Task: In the passage on climbing and descending wheels, what can happen to older carbon clinchers on long downhills that require a lot of braking?
## start Excerpted text
In these situations, you’ll want aerodynamic wheels for max speed with rim profiles that keep the bike stable in crosswinds.  While most dedicated lightweight wheels for climbing are lower profile than all-arounds, you can still shape the rims to reduce drag and cheat the crosswinds.

You’ll also want wheels that are compliant going down often rough alpine roads and handle well as you are whipping through the switchbacks.  You’ll want to be able to brake reliably at high downhill speeds and in all weather conditions and you don’t want any fading or degradation in braking on long descents.

For climbing, you might as well take advantage of lightweight wheels but you also want ones that transfer your energy into power as effectively as possible.  That’s why stiffness is emphasized.  When you are cranking out 250-400 watts trying to keep upright going up grades ranging from 7% to 15% for what seems like forever, you want stiff wheels and the right spoke count for your weight to convert as much of your effort as possible to the road.

As I hope you can see, you have different and equally important needs going up and going down a long, steep mountain and weight is only one of many considerations.  That’s why I think climbing wheels is a misnomer and you should really think about these as both climbing and descending wheels.

Finding wheels that accomplish all of this requires some trade-offs.  Very light wheels aren’t usually the stiffest, for example.  And, aerodynamic wheels to some mean deep dish rims which aren’t usually the best at handling on windy mountain descents.

There are also some things that you really don’t want to compromise on.  Older carbon clinchers have no place on long downhills where you need to do a lot of braking as they can overheat, warp, ruin the wheels and result in a blowout at speed.  The CCC wheels reviewed here represent the latest generation of carbon wheels from established wheel makers that don’t have these issues if you don’t drag your brakes.

As I believe 90% or more of road cycling enthusiasts aren’t going to mess with tubular tires, you only want to be riding carbon clinchers with the latest generation of high-temperature resins, textured or etched brake track treatments, and brake pads designed and chosen to work with the rims for best heat and water dissipation performance.  This is where the material choice criterion comes into play.
## end Excerpted text
## start Information given
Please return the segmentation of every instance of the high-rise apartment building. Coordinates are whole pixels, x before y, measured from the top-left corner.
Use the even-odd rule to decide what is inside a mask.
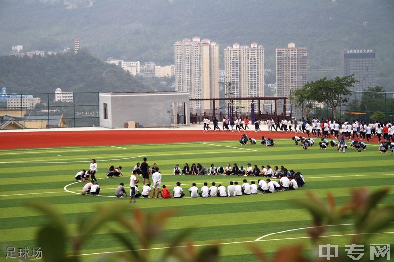
[[[79,38],[78,37],[74,40],[74,50],[75,54],[77,54],[79,52]]]
[[[307,83],[307,48],[296,47],[293,43],[277,47],[276,96],[289,97],[292,90],[302,88]],[[283,112],[283,102],[278,101],[278,112]]]
[[[224,51],[225,80],[231,84],[231,95],[264,96],[264,47],[254,42],[250,46],[240,46],[236,43],[232,47],[227,47]],[[239,111],[248,112],[250,108],[241,106]]]
[[[342,77],[354,74],[354,77],[359,81],[353,84],[353,87],[349,87],[351,91],[364,91],[368,87],[375,87],[375,51],[373,49],[342,50],[341,72]]]
[[[186,38],[174,45],[175,91],[187,92],[191,98],[219,97],[219,44],[199,37]],[[212,108],[209,101],[191,101],[192,113]]]

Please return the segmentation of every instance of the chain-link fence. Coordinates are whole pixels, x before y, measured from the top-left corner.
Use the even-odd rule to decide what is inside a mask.
[[[14,93],[0,100],[0,130],[98,125],[97,92]]]
[[[384,122],[394,120],[394,93],[386,92],[352,92],[348,97],[348,102],[339,105],[335,114],[325,103],[312,103],[307,117],[311,119],[336,118],[341,122],[345,119],[356,119],[363,121],[378,121]],[[292,107],[292,115],[296,115],[297,108]],[[305,110],[304,110],[305,111]],[[305,116],[305,112],[302,114]],[[335,115],[335,116],[334,116]],[[336,117],[335,117],[336,116]]]

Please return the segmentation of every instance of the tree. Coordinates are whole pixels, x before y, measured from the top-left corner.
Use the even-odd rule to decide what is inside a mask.
[[[301,89],[296,90],[291,99],[294,100],[296,106],[299,109],[305,118],[308,117],[312,108],[313,100],[310,93],[310,87],[305,86]]]
[[[383,123],[386,120],[385,113],[381,111],[375,111],[370,117],[371,120]]]
[[[347,96],[352,92],[347,87],[353,87],[357,81],[353,75],[343,77],[336,77],[333,79],[327,80],[324,77],[316,81],[308,82],[304,86],[309,90],[310,98],[320,103],[324,102],[332,110],[334,118],[336,118],[336,109],[340,105],[347,102]]]

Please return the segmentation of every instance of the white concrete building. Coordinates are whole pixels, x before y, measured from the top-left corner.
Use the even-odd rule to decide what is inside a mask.
[[[60,88],[55,91],[55,102],[74,102],[73,92],[63,92]]]

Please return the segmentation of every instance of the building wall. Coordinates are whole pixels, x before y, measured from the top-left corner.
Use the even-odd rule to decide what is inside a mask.
[[[100,126],[123,128],[129,121],[144,127],[171,126],[177,124],[177,103],[185,103],[189,115],[189,94],[186,93],[100,93]],[[104,119],[104,104],[107,105],[107,119]],[[183,112],[179,112],[183,114]],[[189,117],[186,117],[186,124]],[[175,119],[174,119],[175,118]]]

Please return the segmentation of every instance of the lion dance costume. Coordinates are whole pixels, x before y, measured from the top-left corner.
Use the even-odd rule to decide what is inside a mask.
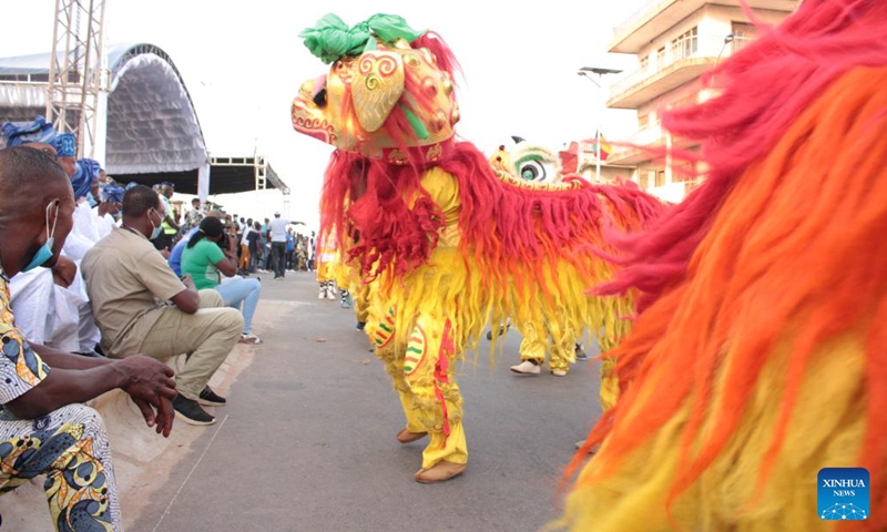
[[[512,151],[507,151],[506,146],[490,157],[496,175],[504,180],[512,180],[520,184],[539,184],[547,186],[549,183],[561,183],[564,173],[560,164],[560,156],[553,150],[539,144],[531,144],[523,139],[512,136],[517,146]],[[499,327],[499,335],[503,335],[510,328],[510,324]],[[564,377],[570,370],[570,364],[575,362],[577,355],[582,351],[582,345],[578,341],[579,336],[568,328],[550,321],[544,331],[538,331],[532,324],[524,326],[517,325],[516,328],[521,334],[520,359],[521,364],[511,366],[511,371],[516,374],[538,374],[539,367],[546,361],[546,352],[549,352],[549,370],[552,375]],[[541,332],[541,334],[540,334]],[[488,334],[492,339],[495,334]],[[549,341],[550,338],[550,341]],[[612,370],[612,360],[603,361],[604,372]],[[615,398],[608,398],[606,390],[611,387],[602,387],[601,401],[604,408],[615,402]]]
[[[603,288],[645,294],[562,524],[887,530],[885,34],[883,0],[805,0],[669,115],[707,180]],[[823,468],[868,470],[867,519],[819,513]]]
[[[330,64],[292,109],[296,131],[337,147],[320,225],[374,284],[366,330],[407,418],[397,439],[429,438],[416,480],[447,480],[468,462],[453,366],[469,341],[490,319],[543,330],[557,316],[612,342],[633,304],[584,294],[612,278],[595,247],[606,227],[641,226],[657,205],[640,190],[580,178],[540,187],[497,177],[472,144],[453,140],[457,64],[432,32],[384,14],[348,28],[330,14],[302,35]]]

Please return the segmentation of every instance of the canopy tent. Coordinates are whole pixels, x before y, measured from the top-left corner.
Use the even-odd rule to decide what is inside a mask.
[[[200,174],[212,172],[202,195],[252,191],[258,183],[285,187],[269,166],[268,178],[258,180],[255,157],[241,165],[211,164],[191,95],[166,52],[147,43],[116,44],[109,47],[108,64],[103,165],[109,175],[123,183],[169,181],[196,194]],[[45,114],[49,66],[49,53],[0,59],[0,122]]]
[[[263,167],[264,166],[264,167]],[[264,176],[266,188],[277,188],[285,195],[289,193],[277,172],[263,157],[210,157],[211,175],[210,194],[231,194],[254,191],[256,183]],[[175,186],[175,192],[197,194],[197,171],[151,172],[144,174],[111,174],[119,183],[136,182],[142,185],[155,185],[167,181]]]

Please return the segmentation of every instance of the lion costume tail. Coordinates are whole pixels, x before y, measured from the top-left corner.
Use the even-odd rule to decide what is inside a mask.
[[[805,0],[671,116],[708,180],[604,287],[645,309],[560,524],[887,529],[885,34],[883,0]],[[818,513],[818,471],[845,467],[870,473],[865,521]]]

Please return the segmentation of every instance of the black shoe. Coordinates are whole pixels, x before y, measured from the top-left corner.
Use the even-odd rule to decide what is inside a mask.
[[[175,417],[181,418],[187,424],[205,426],[215,423],[215,418],[206,413],[206,410],[202,409],[197,401],[188,399],[182,393],[179,393],[173,399],[173,409],[175,410]]]
[[[197,402],[205,407],[224,407],[227,401],[207,386],[201,391],[201,395],[197,396]]]

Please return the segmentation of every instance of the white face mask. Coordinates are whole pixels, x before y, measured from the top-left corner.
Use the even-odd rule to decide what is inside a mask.
[[[50,229],[49,209],[52,208],[52,205],[51,203],[47,205],[47,242],[40,246],[40,249],[31,257],[31,262],[22,268],[22,272],[29,272],[38,266],[42,266],[47,260],[52,258],[52,246],[55,244],[55,224],[59,222],[59,209],[57,208],[55,216],[52,218],[52,228]]]

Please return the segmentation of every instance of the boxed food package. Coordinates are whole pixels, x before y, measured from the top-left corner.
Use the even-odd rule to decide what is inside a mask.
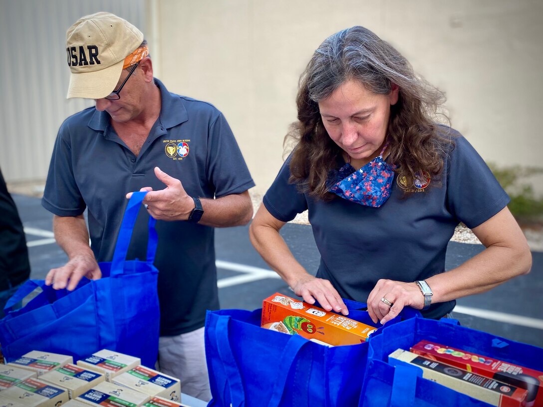
[[[14,400],[25,407],[58,407],[68,400],[66,391],[35,378],[6,389],[0,397]]]
[[[261,325],[333,346],[363,342],[377,329],[279,292],[264,300]]]
[[[143,393],[109,381],[102,381],[74,399],[94,407],[97,405],[139,407],[149,401],[149,398]]]
[[[35,372],[26,369],[20,369],[13,366],[0,367],[0,391],[24,380],[31,377],[36,377],[37,376],[37,373]]]
[[[102,349],[91,356],[77,361],[77,365],[105,375],[105,379],[111,381],[115,376],[127,372],[141,364],[139,358],[118,352]]]
[[[159,396],[178,402],[181,399],[179,379],[145,366],[138,366],[112,380],[120,384],[152,397]]]
[[[70,399],[66,403],[62,403],[62,407],[89,407],[89,404],[83,402],[78,402],[77,400]]]
[[[105,376],[67,364],[42,374],[40,378],[54,386],[65,389],[70,398],[75,398],[105,380]]]
[[[526,407],[543,406],[543,372],[428,341],[419,342],[411,350],[425,358],[525,389],[528,392]]]
[[[65,403],[63,403],[62,407],[65,404]],[[27,407],[27,406],[22,403],[16,402],[15,400],[11,400],[9,398],[3,398],[0,397],[0,407]]]
[[[10,362],[7,366],[15,366],[35,372],[39,376],[53,369],[73,363],[73,358],[68,355],[33,351]]]
[[[523,407],[528,392],[523,389],[398,349],[389,358],[402,360],[422,369],[422,377],[473,398],[501,407]]]
[[[143,404],[143,407],[188,407],[188,406],[162,397],[153,397]]]

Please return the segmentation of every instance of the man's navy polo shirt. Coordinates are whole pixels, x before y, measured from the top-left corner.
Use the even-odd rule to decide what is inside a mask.
[[[165,188],[155,167],[180,180],[191,196],[219,198],[255,185],[220,112],[171,93],[155,80],[161,94],[160,116],[138,156],[115,133],[109,115],[94,107],[68,117],[59,131],[42,204],[63,217],[87,209],[98,262],[112,258],[127,193]],[[148,219],[142,209],[128,258],[145,258]],[[159,221],[156,229],[161,334],[179,335],[203,326],[205,310],[219,308],[213,228]]]
[[[444,135],[448,131],[444,129]],[[430,180],[420,188],[408,186],[413,193],[405,198],[395,176],[390,196],[379,208],[340,198],[325,202],[299,193],[289,182],[289,157],[263,204],[283,222],[308,209],[321,255],[317,276],[329,280],[343,298],[365,302],[380,278],[425,279],[445,271],[447,245],[460,222],[472,228],[509,201],[468,141],[451,132],[457,136],[452,139],[456,146],[446,158],[441,185]],[[454,304],[433,304],[422,314],[440,317]]]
## end Information given
Complete output: They can overheat, warp, ruin the wheels and result in a blowout at speed.